[START Task data]

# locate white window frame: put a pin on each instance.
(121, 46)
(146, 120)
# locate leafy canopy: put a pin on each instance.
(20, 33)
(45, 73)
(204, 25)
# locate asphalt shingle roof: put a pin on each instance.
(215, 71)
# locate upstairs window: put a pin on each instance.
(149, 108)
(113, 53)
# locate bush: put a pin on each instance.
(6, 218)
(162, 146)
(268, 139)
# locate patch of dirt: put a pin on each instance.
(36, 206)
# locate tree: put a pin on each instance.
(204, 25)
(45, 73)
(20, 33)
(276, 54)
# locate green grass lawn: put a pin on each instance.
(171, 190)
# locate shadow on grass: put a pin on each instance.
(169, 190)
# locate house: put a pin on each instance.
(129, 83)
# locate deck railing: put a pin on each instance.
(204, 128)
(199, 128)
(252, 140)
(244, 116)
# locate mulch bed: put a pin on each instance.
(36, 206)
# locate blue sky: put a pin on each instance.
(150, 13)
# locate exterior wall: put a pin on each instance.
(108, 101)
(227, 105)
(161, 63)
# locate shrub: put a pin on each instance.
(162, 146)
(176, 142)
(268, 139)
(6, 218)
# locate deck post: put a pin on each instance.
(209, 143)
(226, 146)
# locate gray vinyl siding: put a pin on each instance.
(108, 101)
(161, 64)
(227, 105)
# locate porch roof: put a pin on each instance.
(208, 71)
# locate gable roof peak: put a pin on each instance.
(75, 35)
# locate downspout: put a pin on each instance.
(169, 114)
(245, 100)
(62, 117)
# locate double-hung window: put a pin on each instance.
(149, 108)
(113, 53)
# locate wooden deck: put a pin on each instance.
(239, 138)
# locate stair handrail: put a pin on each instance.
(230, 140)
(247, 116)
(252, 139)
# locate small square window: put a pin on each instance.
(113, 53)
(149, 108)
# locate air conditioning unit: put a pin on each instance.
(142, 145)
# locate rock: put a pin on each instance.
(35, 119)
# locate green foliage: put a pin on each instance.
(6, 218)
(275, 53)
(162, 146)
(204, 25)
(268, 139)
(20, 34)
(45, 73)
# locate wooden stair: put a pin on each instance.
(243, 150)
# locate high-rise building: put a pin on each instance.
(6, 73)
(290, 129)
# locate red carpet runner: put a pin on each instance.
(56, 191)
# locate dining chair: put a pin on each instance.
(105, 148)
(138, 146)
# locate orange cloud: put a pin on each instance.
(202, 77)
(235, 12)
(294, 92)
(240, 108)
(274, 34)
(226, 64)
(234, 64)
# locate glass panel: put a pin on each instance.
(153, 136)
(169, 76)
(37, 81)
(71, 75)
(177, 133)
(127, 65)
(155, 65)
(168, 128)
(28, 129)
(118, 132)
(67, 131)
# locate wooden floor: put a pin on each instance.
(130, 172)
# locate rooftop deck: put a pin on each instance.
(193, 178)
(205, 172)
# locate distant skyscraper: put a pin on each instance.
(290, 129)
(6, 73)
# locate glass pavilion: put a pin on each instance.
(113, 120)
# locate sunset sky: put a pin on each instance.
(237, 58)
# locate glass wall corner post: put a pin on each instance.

[END Task data]

• [The exercise]:
Rewrite every line from the one containing "# locate sunset" through the end of the lines, both included. Keep the request lines unchanged, and multiply each point coordinate by 0.25, rounding to the nearest whole number with halves rounded up.

• [Complete output]:
# locate sunset sky: put a pin on each instance.
(59, 15)
# locate glass wall corner post: put a pin on each instance.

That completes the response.